### Entries provided
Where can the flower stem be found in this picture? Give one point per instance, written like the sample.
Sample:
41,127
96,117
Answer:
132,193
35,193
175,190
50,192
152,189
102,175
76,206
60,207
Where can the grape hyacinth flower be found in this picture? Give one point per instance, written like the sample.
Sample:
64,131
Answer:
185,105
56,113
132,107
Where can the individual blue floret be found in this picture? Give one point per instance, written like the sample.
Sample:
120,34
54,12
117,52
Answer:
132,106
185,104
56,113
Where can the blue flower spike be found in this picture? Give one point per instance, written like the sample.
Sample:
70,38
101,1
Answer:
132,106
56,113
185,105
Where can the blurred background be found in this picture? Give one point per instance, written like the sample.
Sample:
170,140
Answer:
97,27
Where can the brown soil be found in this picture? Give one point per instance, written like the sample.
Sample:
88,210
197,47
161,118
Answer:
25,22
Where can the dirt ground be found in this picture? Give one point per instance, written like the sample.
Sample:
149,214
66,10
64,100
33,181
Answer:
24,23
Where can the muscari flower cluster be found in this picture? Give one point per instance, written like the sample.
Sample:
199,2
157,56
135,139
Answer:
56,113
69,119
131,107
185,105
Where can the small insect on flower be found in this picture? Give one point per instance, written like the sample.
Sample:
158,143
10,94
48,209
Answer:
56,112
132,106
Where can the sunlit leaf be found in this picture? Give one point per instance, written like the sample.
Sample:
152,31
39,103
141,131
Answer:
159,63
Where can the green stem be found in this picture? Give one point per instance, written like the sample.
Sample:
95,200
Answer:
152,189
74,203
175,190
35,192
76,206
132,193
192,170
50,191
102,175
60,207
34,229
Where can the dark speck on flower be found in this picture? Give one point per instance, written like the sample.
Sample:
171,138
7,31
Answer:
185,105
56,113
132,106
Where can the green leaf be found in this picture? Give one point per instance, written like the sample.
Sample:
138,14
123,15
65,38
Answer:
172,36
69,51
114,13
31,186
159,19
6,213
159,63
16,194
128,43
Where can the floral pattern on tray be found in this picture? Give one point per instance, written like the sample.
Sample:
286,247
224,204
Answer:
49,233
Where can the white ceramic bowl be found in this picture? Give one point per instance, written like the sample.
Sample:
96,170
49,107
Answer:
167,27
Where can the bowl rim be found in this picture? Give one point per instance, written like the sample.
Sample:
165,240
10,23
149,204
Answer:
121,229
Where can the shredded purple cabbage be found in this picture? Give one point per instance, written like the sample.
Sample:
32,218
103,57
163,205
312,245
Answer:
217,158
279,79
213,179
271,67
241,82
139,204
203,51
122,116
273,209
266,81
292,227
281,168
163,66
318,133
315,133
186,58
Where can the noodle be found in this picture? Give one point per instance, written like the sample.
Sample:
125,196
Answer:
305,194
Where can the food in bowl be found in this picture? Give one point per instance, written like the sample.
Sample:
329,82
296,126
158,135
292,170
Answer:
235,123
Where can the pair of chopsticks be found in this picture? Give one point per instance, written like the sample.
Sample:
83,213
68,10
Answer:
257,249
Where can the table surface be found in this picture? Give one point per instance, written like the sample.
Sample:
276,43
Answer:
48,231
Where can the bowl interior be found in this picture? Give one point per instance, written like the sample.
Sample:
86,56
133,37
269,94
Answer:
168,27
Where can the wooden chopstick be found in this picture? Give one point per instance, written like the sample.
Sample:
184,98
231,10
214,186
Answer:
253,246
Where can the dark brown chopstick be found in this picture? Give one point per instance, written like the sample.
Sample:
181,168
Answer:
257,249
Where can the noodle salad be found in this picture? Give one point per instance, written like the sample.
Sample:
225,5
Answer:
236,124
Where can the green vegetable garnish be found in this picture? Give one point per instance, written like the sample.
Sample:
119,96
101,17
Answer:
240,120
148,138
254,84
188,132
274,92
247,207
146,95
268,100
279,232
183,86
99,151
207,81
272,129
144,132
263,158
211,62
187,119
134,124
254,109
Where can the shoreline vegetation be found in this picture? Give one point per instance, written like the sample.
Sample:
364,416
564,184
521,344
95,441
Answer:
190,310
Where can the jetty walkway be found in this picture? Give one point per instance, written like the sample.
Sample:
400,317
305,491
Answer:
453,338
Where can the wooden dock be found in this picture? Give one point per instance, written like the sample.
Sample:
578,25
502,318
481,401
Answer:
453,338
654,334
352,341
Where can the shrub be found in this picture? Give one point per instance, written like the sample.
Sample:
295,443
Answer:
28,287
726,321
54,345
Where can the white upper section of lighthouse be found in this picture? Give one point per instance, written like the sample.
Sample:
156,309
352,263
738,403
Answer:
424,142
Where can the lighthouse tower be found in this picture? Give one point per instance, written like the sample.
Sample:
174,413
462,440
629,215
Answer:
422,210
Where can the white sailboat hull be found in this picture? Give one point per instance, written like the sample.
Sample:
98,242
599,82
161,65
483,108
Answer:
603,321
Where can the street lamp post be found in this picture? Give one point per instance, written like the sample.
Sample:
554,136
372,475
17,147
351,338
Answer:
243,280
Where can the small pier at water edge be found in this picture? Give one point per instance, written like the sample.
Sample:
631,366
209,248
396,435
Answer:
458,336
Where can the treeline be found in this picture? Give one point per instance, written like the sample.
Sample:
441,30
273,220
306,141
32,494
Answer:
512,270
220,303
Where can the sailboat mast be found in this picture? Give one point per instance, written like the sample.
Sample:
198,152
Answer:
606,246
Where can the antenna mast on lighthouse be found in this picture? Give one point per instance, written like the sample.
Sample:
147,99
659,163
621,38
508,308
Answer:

### What the task asks
Would you state how many lines of the data above hold the string "brown"? Reply with the number alone.

### Output for this exercise
2